(Dataset excerpts):
__________________________________________________

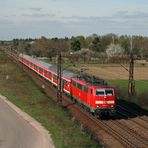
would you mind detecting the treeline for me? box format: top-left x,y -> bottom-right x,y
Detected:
1,33 -> 148,61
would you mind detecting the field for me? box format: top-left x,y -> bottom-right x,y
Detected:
0,51 -> 101,148
69,63 -> 148,80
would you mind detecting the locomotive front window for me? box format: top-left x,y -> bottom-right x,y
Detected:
105,90 -> 113,96
96,89 -> 114,96
96,90 -> 105,96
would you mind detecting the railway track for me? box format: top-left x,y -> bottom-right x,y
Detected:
116,104 -> 148,147
4,50 -> 148,148
104,122 -> 147,147
75,104 -> 148,148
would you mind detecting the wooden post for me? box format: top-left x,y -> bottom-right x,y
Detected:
57,50 -> 62,104
128,37 -> 136,98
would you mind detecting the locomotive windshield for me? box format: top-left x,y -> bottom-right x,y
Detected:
105,90 -> 113,96
96,89 -> 113,96
96,90 -> 104,96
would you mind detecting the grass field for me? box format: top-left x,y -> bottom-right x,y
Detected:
0,51 -> 101,148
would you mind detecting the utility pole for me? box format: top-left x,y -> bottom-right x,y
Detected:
128,37 -> 135,98
57,50 -> 62,104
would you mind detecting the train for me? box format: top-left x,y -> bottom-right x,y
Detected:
18,54 -> 117,118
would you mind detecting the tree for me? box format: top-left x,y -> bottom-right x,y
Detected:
101,34 -> 117,52
119,36 -> 130,54
0,41 -> 4,45
76,36 -> 86,48
85,36 -> 93,49
70,37 -> 81,51
74,48 -> 94,63
90,36 -> 101,52
29,36 -> 69,58
106,43 -> 124,58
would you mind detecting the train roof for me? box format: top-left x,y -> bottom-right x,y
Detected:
19,54 -> 53,70
49,65 -> 78,79
20,54 -> 78,80
72,75 -> 108,87
62,70 -> 78,80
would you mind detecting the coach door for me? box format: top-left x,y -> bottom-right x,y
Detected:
87,88 -> 93,106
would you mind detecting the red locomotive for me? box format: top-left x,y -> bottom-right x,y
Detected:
19,54 -> 116,117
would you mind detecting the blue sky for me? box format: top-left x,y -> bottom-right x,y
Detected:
0,0 -> 148,40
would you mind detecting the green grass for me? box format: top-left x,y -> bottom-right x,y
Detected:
0,51 -> 101,148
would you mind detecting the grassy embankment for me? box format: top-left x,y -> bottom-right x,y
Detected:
0,51 -> 101,148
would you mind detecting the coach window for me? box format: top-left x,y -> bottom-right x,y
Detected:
47,72 -> 50,77
53,75 -> 57,80
39,68 -> 43,72
44,70 -> 47,75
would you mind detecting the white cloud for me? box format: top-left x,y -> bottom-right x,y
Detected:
0,19 -> 13,25
21,13 -> 56,18
29,8 -> 42,11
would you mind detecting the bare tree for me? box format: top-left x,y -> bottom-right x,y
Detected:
106,43 -> 124,63
74,48 -> 94,63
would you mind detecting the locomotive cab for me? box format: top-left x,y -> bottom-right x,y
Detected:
93,87 -> 116,117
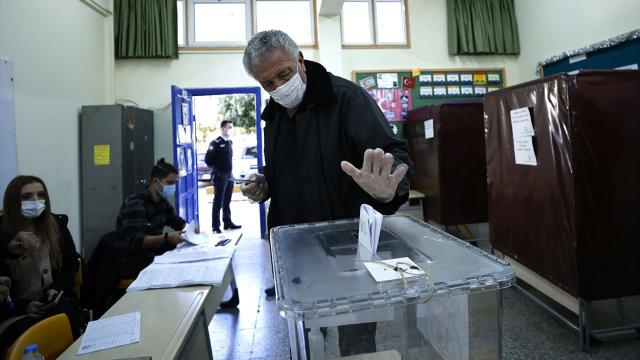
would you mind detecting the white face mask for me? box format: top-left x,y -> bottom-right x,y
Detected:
21,200 -> 46,219
269,63 -> 306,109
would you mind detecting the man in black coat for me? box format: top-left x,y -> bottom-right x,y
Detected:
205,120 -> 241,234
241,30 -> 413,357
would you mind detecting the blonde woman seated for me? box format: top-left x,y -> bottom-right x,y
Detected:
0,175 -> 80,354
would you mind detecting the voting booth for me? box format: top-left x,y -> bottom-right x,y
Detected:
271,215 -> 515,360
483,70 -> 640,349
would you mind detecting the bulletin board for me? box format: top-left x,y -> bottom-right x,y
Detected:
353,68 -> 505,140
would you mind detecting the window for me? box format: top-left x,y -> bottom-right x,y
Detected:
341,0 -> 408,46
177,0 -> 185,46
189,0 -> 251,46
179,0 -> 316,48
255,1 -> 314,45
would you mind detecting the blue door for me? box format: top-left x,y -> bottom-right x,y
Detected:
171,85 -> 199,225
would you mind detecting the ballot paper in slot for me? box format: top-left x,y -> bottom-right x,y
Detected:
77,312 -> 141,355
127,257 -> 230,291
357,204 -> 383,261
362,257 -> 426,282
152,243 -> 235,264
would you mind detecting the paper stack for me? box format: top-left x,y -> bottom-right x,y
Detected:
127,231 -> 238,292
181,223 -> 211,245
77,312 -> 141,355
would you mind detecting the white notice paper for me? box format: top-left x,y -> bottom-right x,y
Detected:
77,312 -> 141,355
376,73 -> 398,88
513,137 -> 538,166
363,257 -> 425,282
510,107 -> 537,166
424,119 -> 434,139
510,107 -> 535,137
358,204 -> 382,260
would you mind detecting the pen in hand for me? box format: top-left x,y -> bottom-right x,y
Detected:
6,294 -> 14,309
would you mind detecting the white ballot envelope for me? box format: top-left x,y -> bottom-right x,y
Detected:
357,204 -> 383,261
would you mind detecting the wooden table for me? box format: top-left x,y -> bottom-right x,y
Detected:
58,260 -> 233,360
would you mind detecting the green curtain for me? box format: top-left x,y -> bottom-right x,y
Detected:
447,0 -> 520,55
114,0 -> 178,59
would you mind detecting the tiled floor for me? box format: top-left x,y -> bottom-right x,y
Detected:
204,191 -> 640,360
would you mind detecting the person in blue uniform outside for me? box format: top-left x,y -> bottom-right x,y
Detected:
205,120 -> 242,234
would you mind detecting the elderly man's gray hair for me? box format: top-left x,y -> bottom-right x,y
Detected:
243,30 -> 299,77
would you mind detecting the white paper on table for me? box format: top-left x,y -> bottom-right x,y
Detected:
127,257 -> 230,291
509,107 -> 535,138
424,119 -> 434,139
376,73 -> 398,88
77,312 -> 141,355
358,204 -> 382,260
363,257 -> 425,282
513,136 -> 538,166
181,223 -> 212,245
153,243 -> 235,264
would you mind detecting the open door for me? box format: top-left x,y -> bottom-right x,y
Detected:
171,85 -> 199,225
187,86 -> 265,238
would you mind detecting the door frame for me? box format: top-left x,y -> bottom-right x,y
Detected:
187,86 -> 266,238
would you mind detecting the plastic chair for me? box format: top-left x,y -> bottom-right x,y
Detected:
6,313 -> 74,360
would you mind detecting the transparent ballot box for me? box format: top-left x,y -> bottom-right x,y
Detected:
271,215 -> 516,360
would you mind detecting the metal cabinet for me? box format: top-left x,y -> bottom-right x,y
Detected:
80,105 -> 154,259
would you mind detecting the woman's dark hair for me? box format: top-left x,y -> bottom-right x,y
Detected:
150,158 -> 178,181
1,175 -> 63,270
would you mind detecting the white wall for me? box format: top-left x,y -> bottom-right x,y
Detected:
0,0 -> 113,245
515,0 -> 640,82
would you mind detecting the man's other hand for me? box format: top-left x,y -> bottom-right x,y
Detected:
240,173 -> 268,203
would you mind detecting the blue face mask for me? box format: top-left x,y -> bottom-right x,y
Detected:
159,182 -> 176,200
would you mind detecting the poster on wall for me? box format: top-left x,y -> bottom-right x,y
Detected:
367,88 -> 412,121
376,73 -> 399,88
359,76 -> 377,89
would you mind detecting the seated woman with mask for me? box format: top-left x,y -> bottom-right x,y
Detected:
0,175 -> 81,354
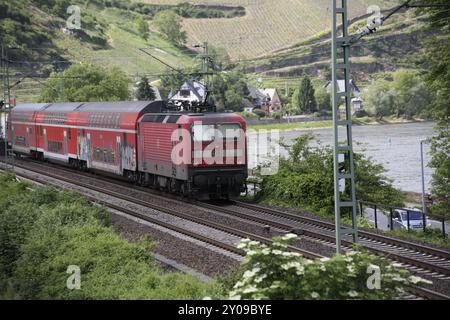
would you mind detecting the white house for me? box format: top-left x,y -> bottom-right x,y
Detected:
169,80 -> 207,105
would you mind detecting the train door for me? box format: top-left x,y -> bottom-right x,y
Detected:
116,136 -> 122,173
86,133 -> 91,167
43,128 -> 47,151
26,126 -> 31,149
63,130 -> 68,155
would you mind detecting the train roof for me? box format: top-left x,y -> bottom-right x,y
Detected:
12,103 -> 50,113
13,101 -> 164,114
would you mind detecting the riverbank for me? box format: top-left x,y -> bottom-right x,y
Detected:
247,116 -> 428,132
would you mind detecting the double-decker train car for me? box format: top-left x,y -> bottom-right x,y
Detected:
8,100 -> 247,199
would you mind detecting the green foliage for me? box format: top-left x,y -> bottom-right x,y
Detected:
103,0 -> 245,20
153,10 -> 187,46
226,235 -> 430,300
315,89 -> 331,112
291,74 -> 317,114
38,64 -> 130,102
363,79 -> 396,120
135,15 -> 149,40
0,0 -> 60,60
391,228 -> 450,250
210,70 -> 249,112
0,174 -> 216,299
136,76 -> 156,100
252,109 -> 267,119
392,70 -> 431,119
257,135 -> 404,216
428,122 -> 450,222
363,70 -> 432,120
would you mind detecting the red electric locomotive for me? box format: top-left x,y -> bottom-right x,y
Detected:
8,100 -> 247,200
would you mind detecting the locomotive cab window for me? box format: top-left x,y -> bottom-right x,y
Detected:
192,123 -> 242,142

__________________________________________________

(Work instructions): Pull out every line of the entries that includes the word "woman".

(Written answer):
would you mind detecting the blonde woman seated for me? box format: top-left x,y -> bottom-right x,y
would you mind detecting the woman's dark hair for me? box format: top-left x,y -> bottom-right x,y
would you mind detecting the seated woman with mask for me? box format: top-left x,y -> bottom-right x,y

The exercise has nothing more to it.